* **Objective**:
Extract every line from the listing below that contains the string "kite". Case counts.

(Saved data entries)
········

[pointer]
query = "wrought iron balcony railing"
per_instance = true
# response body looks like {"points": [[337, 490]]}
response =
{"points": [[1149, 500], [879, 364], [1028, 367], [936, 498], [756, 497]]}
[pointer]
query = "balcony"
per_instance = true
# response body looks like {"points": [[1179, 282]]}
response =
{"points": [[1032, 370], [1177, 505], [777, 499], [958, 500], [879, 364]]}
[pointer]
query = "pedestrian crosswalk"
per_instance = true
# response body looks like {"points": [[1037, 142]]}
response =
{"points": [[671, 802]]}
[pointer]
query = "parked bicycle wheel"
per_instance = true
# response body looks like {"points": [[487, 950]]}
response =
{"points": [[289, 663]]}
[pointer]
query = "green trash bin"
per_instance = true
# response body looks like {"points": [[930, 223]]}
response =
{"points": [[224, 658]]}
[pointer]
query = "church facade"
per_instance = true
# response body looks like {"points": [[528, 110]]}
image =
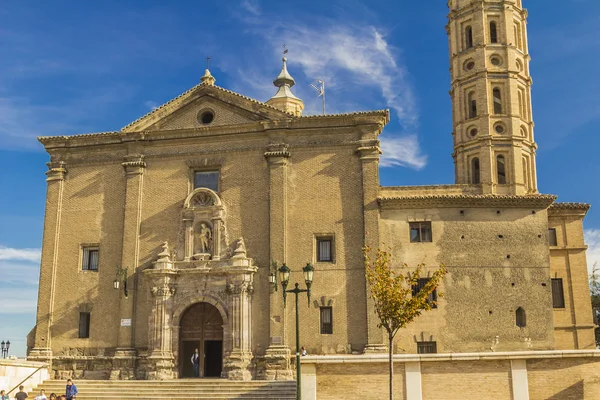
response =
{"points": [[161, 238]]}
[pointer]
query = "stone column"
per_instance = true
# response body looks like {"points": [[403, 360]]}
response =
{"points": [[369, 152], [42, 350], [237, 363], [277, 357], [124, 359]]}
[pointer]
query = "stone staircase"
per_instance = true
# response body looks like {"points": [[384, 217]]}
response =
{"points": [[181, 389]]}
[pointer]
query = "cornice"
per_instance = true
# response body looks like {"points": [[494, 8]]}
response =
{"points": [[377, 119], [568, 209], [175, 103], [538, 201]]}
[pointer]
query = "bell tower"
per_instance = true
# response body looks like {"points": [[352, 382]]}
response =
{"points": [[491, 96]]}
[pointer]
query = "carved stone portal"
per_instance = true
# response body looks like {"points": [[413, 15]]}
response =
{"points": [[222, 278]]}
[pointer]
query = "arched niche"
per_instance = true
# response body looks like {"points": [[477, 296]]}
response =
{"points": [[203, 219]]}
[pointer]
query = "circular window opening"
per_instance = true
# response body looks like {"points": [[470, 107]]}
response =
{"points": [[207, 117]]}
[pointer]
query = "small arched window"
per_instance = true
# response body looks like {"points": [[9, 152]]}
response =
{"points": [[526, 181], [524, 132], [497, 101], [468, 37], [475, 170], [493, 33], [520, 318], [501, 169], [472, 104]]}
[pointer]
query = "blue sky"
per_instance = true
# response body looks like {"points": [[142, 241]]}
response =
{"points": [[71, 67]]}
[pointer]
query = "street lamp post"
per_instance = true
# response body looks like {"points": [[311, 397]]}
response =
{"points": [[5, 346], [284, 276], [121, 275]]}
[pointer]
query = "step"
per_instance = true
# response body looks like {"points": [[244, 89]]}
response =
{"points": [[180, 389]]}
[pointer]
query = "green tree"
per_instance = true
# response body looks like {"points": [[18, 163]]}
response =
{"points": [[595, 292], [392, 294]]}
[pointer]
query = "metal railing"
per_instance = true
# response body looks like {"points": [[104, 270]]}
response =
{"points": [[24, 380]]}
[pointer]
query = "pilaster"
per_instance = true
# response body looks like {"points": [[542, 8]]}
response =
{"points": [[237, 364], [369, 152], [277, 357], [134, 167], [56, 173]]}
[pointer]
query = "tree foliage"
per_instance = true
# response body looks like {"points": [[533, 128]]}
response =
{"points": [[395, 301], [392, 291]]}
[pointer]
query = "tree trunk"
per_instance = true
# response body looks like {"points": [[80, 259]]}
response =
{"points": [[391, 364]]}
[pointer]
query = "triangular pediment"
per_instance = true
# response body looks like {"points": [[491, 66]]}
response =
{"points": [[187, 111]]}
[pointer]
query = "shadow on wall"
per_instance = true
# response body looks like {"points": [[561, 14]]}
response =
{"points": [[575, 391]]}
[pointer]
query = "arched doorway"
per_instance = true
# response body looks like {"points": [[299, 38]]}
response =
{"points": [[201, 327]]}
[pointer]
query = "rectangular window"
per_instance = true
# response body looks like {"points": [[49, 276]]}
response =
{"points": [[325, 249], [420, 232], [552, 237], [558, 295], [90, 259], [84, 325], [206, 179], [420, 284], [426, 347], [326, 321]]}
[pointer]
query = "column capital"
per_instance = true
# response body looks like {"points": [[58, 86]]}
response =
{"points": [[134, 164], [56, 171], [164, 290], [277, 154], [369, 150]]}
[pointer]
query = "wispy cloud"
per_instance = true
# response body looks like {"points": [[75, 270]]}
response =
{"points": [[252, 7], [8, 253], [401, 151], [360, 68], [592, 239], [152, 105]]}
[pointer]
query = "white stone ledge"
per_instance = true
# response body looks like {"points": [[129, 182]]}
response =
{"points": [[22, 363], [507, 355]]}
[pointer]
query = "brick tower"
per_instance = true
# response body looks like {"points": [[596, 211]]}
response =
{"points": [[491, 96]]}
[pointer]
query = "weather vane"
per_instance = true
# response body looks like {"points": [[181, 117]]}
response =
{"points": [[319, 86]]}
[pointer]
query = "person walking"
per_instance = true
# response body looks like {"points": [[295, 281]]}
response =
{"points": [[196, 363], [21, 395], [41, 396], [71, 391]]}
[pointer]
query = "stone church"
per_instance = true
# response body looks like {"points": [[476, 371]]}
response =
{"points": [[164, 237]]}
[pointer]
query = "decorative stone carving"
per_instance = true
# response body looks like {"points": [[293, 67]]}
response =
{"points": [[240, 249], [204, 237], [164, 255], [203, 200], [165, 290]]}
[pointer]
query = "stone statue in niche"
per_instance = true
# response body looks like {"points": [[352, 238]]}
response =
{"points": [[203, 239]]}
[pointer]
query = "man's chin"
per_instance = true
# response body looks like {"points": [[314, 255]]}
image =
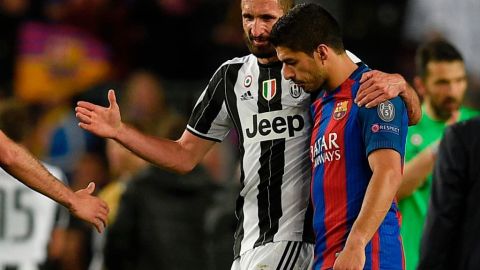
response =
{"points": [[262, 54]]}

········

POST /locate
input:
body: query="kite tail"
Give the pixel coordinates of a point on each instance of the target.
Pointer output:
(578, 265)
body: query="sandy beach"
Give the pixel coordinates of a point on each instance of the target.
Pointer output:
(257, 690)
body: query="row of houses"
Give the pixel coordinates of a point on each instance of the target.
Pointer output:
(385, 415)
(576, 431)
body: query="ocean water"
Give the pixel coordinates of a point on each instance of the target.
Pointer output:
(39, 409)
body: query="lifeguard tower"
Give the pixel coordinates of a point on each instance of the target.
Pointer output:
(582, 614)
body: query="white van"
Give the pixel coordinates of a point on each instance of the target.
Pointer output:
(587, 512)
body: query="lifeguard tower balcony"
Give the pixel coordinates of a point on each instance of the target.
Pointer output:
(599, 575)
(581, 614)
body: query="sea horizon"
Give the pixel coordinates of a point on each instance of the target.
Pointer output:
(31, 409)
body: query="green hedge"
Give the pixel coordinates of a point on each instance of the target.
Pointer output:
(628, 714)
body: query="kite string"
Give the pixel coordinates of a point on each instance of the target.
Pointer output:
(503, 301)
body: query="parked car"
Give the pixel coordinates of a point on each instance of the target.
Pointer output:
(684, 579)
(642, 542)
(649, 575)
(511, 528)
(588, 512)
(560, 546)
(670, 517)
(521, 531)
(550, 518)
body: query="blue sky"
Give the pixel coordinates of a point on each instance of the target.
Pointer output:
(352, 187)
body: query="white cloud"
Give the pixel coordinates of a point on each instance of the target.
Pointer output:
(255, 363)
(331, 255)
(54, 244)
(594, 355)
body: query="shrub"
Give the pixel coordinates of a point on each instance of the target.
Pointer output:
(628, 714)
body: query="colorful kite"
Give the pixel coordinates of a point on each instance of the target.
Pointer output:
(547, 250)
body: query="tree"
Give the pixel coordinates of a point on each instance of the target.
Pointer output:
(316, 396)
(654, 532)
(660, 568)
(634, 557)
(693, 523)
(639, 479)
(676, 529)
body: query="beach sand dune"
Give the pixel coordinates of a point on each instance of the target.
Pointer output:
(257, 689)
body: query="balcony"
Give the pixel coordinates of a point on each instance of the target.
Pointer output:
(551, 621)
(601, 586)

········

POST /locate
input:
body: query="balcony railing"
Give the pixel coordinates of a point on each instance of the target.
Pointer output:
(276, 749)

········

* **Written answer**:
body: query="kite tail"
body: query="kite string"
body: query="colorful kite"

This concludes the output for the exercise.